---------- Supplied entries ----------

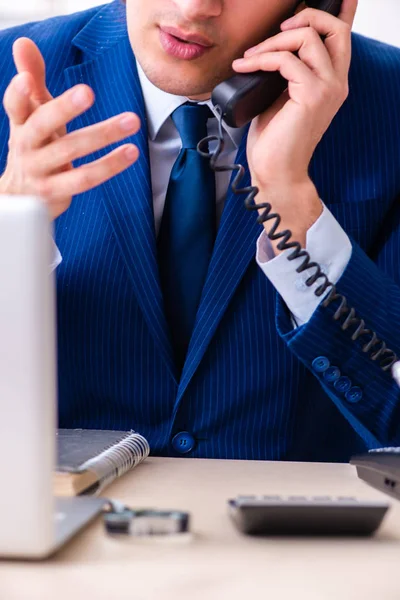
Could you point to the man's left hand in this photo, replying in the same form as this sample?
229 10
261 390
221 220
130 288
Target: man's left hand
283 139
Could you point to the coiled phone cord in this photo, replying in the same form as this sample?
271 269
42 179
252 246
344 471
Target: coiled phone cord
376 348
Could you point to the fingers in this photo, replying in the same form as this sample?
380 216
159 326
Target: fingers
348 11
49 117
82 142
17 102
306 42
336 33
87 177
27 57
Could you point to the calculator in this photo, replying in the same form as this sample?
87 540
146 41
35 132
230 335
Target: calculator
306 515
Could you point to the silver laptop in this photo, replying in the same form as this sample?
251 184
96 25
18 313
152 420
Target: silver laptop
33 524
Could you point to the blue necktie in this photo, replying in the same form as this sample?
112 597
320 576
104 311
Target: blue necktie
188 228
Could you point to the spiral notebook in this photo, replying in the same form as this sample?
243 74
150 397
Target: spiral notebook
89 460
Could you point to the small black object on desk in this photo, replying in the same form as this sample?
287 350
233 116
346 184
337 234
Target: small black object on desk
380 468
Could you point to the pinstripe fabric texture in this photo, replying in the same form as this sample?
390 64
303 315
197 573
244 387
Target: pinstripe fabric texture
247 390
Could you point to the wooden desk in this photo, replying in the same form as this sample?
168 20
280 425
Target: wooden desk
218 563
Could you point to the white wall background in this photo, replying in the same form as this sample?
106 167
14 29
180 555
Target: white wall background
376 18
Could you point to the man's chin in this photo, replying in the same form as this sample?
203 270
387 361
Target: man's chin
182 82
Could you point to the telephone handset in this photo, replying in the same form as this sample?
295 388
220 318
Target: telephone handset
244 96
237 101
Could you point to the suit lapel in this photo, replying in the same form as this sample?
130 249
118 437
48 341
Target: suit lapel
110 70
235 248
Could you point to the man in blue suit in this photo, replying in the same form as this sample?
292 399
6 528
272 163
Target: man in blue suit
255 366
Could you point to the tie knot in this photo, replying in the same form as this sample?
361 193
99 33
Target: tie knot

----------
---------- Supplied entries ----------

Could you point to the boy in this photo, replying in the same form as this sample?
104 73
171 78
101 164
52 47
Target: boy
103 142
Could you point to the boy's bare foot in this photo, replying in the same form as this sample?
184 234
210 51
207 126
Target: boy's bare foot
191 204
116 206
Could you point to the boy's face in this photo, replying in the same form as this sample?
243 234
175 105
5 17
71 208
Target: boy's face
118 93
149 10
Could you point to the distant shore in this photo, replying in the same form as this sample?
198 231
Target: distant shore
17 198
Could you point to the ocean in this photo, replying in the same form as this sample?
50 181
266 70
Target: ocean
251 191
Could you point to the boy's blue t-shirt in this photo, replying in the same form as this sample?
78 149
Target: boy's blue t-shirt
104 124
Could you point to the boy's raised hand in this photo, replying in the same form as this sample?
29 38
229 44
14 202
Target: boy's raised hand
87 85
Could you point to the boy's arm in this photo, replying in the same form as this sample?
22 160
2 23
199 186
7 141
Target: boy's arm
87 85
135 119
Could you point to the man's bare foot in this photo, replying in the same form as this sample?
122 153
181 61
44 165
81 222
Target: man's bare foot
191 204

----------
---------- Supplied entries ----------

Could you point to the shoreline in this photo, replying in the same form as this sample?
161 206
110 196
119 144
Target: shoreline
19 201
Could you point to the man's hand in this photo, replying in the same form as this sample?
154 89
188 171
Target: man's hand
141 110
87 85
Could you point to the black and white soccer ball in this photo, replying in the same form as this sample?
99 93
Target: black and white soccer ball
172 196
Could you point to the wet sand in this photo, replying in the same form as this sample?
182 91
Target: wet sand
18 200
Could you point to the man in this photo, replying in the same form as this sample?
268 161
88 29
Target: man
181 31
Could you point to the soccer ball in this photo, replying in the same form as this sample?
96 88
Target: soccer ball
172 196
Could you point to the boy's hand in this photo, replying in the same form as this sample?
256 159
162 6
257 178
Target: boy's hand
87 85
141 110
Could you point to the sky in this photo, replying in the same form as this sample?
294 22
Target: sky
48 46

----------

Task directions - Identify each line in the three blocks above that contains the word "spiral", and copy those lines.

Written solution -
Could you point to the spiral notebook in this photo, replying in the same form as this sample?
Target: spiral notebook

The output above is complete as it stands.